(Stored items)
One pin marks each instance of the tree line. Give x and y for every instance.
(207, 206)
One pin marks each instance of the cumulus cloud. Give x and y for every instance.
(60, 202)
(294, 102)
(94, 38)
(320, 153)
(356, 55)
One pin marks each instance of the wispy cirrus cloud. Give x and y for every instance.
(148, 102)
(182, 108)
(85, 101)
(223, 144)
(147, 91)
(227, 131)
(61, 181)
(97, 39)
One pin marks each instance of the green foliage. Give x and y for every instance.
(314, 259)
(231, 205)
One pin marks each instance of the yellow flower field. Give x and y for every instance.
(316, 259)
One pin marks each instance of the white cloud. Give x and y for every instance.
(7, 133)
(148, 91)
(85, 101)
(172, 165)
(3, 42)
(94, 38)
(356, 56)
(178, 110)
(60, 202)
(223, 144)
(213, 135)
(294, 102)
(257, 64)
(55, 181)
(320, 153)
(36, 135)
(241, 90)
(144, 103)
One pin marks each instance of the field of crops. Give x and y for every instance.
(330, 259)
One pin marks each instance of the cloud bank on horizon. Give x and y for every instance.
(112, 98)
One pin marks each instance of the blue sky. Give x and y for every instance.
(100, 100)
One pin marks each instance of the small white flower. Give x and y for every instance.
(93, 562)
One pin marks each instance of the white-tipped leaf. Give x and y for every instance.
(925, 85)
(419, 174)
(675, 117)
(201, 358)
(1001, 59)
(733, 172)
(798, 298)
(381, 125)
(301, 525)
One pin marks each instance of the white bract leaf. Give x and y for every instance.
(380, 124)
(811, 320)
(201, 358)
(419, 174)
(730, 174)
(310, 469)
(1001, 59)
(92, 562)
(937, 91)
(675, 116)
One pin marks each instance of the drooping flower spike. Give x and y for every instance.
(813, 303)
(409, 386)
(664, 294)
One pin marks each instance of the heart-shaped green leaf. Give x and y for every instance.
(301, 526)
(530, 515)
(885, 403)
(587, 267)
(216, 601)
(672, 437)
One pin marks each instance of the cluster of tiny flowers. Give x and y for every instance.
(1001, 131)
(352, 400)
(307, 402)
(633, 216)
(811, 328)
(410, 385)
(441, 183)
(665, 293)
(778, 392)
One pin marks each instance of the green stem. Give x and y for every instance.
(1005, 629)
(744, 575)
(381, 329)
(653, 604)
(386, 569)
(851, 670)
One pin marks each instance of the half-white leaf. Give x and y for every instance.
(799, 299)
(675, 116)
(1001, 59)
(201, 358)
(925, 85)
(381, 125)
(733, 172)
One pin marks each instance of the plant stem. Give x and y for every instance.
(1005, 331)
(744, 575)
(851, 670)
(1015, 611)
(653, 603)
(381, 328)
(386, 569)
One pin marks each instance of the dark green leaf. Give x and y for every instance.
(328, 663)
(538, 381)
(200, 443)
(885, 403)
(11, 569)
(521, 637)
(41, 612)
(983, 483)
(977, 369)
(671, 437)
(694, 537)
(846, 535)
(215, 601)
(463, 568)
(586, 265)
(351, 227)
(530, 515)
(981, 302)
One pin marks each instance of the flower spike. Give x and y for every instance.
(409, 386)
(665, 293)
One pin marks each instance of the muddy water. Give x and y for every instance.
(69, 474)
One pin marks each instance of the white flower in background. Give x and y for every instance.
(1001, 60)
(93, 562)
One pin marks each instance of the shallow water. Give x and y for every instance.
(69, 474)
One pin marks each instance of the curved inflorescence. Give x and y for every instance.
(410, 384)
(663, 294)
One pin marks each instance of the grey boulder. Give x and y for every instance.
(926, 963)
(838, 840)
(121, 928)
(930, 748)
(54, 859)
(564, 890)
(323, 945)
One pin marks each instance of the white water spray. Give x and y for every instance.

* GIVEN REQUEST *
Write out every one of the records above, line for line, without altering anything.

* CORRECT RESPONSE *
One pin marks each instance of the tree line. Give x and y for every instance.
(207, 206)
One pin marks each instance of the cumulus cloud. Give x and y for every instance.
(60, 202)
(294, 102)
(94, 38)
(320, 153)
(356, 55)
One pin marks each instance of the wispy cirrus cloud. Give x and y for every instance.
(148, 102)
(182, 108)
(85, 101)
(223, 144)
(147, 91)
(227, 131)
(61, 181)
(97, 39)
One pin marks each instance of the green foliage. Give x and y for every instance.
(314, 259)
(231, 205)
One pin marks each instance of the yellow flower field. Give x and y for every instance.
(316, 259)
One pin marks each instance of the white cloud. Give x and y for every instance.
(7, 133)
(148, 91)
(85, 101)
(172, 165)
(3, 42)
(94, 38)
(356, 56)
(178, 110)
(60, 202)
(223, 144)
(213, 135)
(294, 102)
(257, 64)
(55, 181)
(320, 153)
(36, 135)
(241, 90)
(144, 103)
One pin marks each instance of the field of crops. Give x and y for every instance.
(330, 259)
One pin marks each instance of the cloud bank on horizon. Give x and y for every instance.
(112, 98)
One pin marks each instance of the blue sky. Give x and y for every instance.
(100, 100)
One pin marks each instance of the small white flower. Give x and y for every instance.
(93, 562)
One pin marks each instance of the white-tipped leaf. Give x and y for every instance.
(925, 85)
(419, 174)
(675, 117)
(201, 358)
(1001, 59)
(733, 172)
(798, 298)
(381, 125)
(301, 525)
One pin marks each instance of the white bract leaf. Give x and y for every instance.
(380, 124)
(811, 320)
(201, 358)
(419, 174)
(730, 174)
(310, 469)
(1001, 59)
(92, 562)
(937, 91)
(675, 116)
One pin marks each instance of the drooping flower spike. Give x and y for every instance.
(813, 303)
(409, 386)
(664, 294)
One pin marks each instance of the heart-shaped green leaf. Give x and y for every instance.
(301, 526)
(530, 515)
(885, 403)
(587, 267)
(216, 601)
(672, 437)
One pin marks each instance of the cluster of tiny flowers. Give x and y for every instance.
(1001, 131)
(352, 400)
(307, 402)
(633, 216)
(811, 328)
(410, 385)
(441, 183)
(665, 293)
(778, 392)
One pin marks each instance of the green stem. Give x and y for every instance.
(1005, 629)
(744, 575)
(381, 329)
(653, 604)
(386, 569)
(851, 670)
One pin marks each instance of the half-white leaf. Give x and y for every instance.
(799, 299)
(675, 116)
(1001, 59)
(201, 358)
(925, 85)
(381, 125)
(733, 172)
One pin marks each instance of the plant stem. Give x and y for every instance.
(1005, 331)
(744, 575)
(851, 670)
(1015, 611)
(653, 603)
(381, 328)
(386, 569)
One pin marks each instance of the dark green leaf. Give x and y for every instance.
(328, 663)
(538, 381)
(200, 443)
(885, 403)
(11, 569)
(521, 637)
(41, 612)
(983, 483)
(977, 369)
(671, 437)
(694, 537)
(846, 535)
(215, 601)
(463, 568)
(586, 265)
(351, 227)
(530, 515)
(981, 302)
One pin marks each instance of the flower spike. Give x and y for every instance.
(409, 386)
(665, 293)
One pin marks each instance of the muddy water. Give x and y for every instance.
(69, 474)
One pin marks each instance of the white flower in background. Give x and y for every instance.
(1001, 60)
(93, 562)
One pin marks each instance of the shallow water. Give x and y for every instance.
(69, 474)
One pin marks each instance of the curved inflorescence. Give x and y for every instance.
(410, 384)
(663, 294)
One pin marks each instance of the grey boulder. Give x and y for every instance.
(926, 963)
(838, 840)
(121, 928)
(930, 748)
(54, 859)
(564, 890)
(323, 945)
One pin marks each instance of the white water spray. Give x and y for every instance.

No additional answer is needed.